-- Start SOURCE DOCUMENT --

There are two presumptions here that don't have to hold at all.


1. Apple "has to" roll out new cores from smallest SoC to bigger SoC.
There is an equally viable path where they roll it it from bigger SoC to smaller one.

For example

M2 Extreme (Quad) on N3 Jan-Feb '23 ( smaller M2 arch that is easier to package)
M2 Ultra on N3 March '23
M2 Max on N3 April '23
[ Skip putting the M2 Pro on N3 and keep it on N5p high volume , low risk ramp ]
A17 on N3 Sept '23 (pilfer the shrunk P and E cores from above , slap some new uncore element ( better ProRes , camera ISP , etc. and call it A17. That is a bit more 'honest' than yet another serving of the same thing. )

Apple would only be putting the Mac Pro at risk eariy in the N3 cycle and those system pricing will be average well over $6K so the SoC have a high market up attached.



Using a high profit margin , low volume die works about as well to 'pipe clean' as new fab process as ' low margin , very high volume ' die. Either use a chunk of the large margins to pay for the higher than desired defect rate. Or 'duck'/avoid the defects by being a smaller chip and lots more dies coming out of a wafer so can afford to amortize in smaller chunks those defective dies.


50 dies per wafer that generate $1000 profit per die generates as much money as
525 dies per wafer that generate $96 profit per die.

-- End SOURCE DOCUMENT --

* REQUIRED TASKS
1. Render this sentence from the post about Apple's chip rollout in Spanish: "There are two presumptions here that don't have to hold at all."
2. Check each statement against the post about Apple's chip rollout. Answer yes or no, and quote the words from the post that settle it.
(a) The post proposes keeping the M2 Pro on N5p.
(b) The post expects Mac Pro system pricing to average under $6K.
(c) In the example schedule, the M2 Ultra moves to N3 in April '23.
3. Continue the post about Apple's chip rollout, starting right after its final line.
The material that follows has no connection to the post about Apple's chip rollout.

-- Start DATA EXTRACT --

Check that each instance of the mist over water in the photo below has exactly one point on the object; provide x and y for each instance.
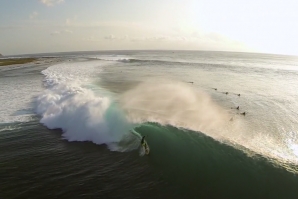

-- End DATA EXTRACT --

* ANSWERS PROVIDED
1. Aquí hay dos suposiciones que no tienen por qué cumplirse en absoluto.

2.
(a) Yes: "Skip putting the M2 Pro on N3 and keep it on N5p high volume , low risk ramp"
(b) No: "those system pricing will be average well over $6K"
(c) No: "M2 Ultra on N3 March '23"

3.
Also rolling out the Mac Pro on N5P up against N5P AMD and N4 Nvidia GPUs is just asking for trouble. The iPhone SoC have a larger lead over the competition. At the high end of the worktation market ... M-series doesn't.


2. The M3 does not have to be based on the A16 at all. There is presumption there that the M3 has to come out in 2023. (e.g,, Apple has to put the MBA on some yearly cadence of updates just like the iPhone). Apple doesn't have to do that at all. In fact, they did not do it for the M1 -> M2 transition and things worked out just fine.

A17 on N3 Sept '23
M3 on N3 Feb '24 . ( about ~18 months after M2 )

The A14 and M1 showed up around the same time.

If the A16 a yet another N5P retread with just about the same microarchitecture then, that is indicative that Apple spent most of their time and money doing something else. Perhaps that is a new AR/VR SoC ( on N3 ?) or some other part of the line up to N3 sooner rather ( Spring '23 ) than later ( Fall '23). Or the cellular modem is a black hole of resources and a distraction.

TSMC N3 comes with some new Technology (FinFlex) which should have a higher learning curve on it. So taking an architecture they have worked the bugs out of and then mainly concentrate on making it small would be a good way to manage risk.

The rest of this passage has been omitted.